» THE REQUEST
Extract the passage from the map annotation notebook excerpt starting with "for idx, row" and going on through "color='red'))", copying it word for word.

» TEXT EXTRACT
________________
Add annotation layer for location labels:

sanfrancisco_coords = (Point(-122.5776844, 37.7576171), "San Francisco")
berlin_coords = (Point(13.1445531, 52.5065133), "Berlin")
caboverde_coords = (Point(-23.0733155, 16.7203123), "Cabo Verde")

df = pd.DataFrame([sanfrancisco_coords, berlin_coords, caboverde_coords], columns=["geometry", "name"])

df.head()

gdf = gp.GeoDataFrame(
        df.drop(
            columns=["geometry"]),
            geometry=df.geometry)
gdf.crs = CRS_WGS
gdf = gdf.to_crs(CRS_PROJ)
gdf['coords'] = gdf['geometry'].apply(lambda x: x.representative_point().coords[:])
gdf['coords'] = [coords[0] for coords in gdf['coords']]

label_off = {
    "San Francisco":(5500000, 1000000),
    "Berlin":(4500000, 1000000),
    "Cabo Verde":(4500000, -1000000)}
label_rad = {
    "San Francisco":0.1,
    "Berlin":0.5,
    "Cabo Verde":-0.3}

def annotate_locations(
    gdf: gp.GeoDataFrame, label_off: List[Tuple[int,int]] = label_off,
    label_rad: List[float] = label_rad):
    """Annotate map based on a list of locations"""
    for idx, row in gdf.iterrows():
        plt.annotate(
            text=row['name'], 
            xy=row['coords'],
            xytext=np.subtract(row['coords'], label_off.get(row['name'])),
            horizontalalignment='left',
            arrowprops=dict(
                arrowstyle='->', 
                connectionstyle=f'arc3,rad={label_rad.get(row["name"])}',
                color='red'))

fig, ax = plt.subplots(1, 1, figsize=(11, 14))
geoseries_alex_locations_proj.buffer(500000).plot(
    ax=ax,
    facecolor="none",
    edgecolor='red', 
    linewidth=0.2,
    alpha=0.9,
    label='Alex, actual locations (RAW)')
ax.axis('off')
# combine with world geometry
world.plot(
    ax=ax, color='none', edgecolor='black', linewidth=0.3)
annotate_locations(gdf=gdf)

Load HLL data¶

In 03_yfcc_gridagg_hll.ipynb, aggregate grid data was stored to yfcc_all_est_benchmark.csv, including hll sets with cardinality > 100. Load this data first, using functions from previous notebooks.

Read benchmark data, only loading usercount and usercount_hll columns.

benchmark_data_published = "yfcc_all_est_benchmark.csv"
benchmark_data_internal = "yfcc_all_est_benchmark_internal.csv"

Select userdays or usercount, based on chosen scenario:

if SCENARIO == "robert":
    metric = "usercount"
________________
» INFORMATION SHOWN
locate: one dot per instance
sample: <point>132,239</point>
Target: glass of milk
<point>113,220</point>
________________
» RESULT OF THIS TASK
for idx, row in gdf.iterrows():
        plt.annotate(
            text=row['name'], 
            xy=row['coords'],
            xytext=np.subtract(row['coords'], label_off.get(row['name'])),
            horizontalalignment='left',
            arrowprops=dict(
                arrowstyle='->', 
                connectionstyle=f'arc3,rad={label_rad.get(row["name"])}',
                color='red'))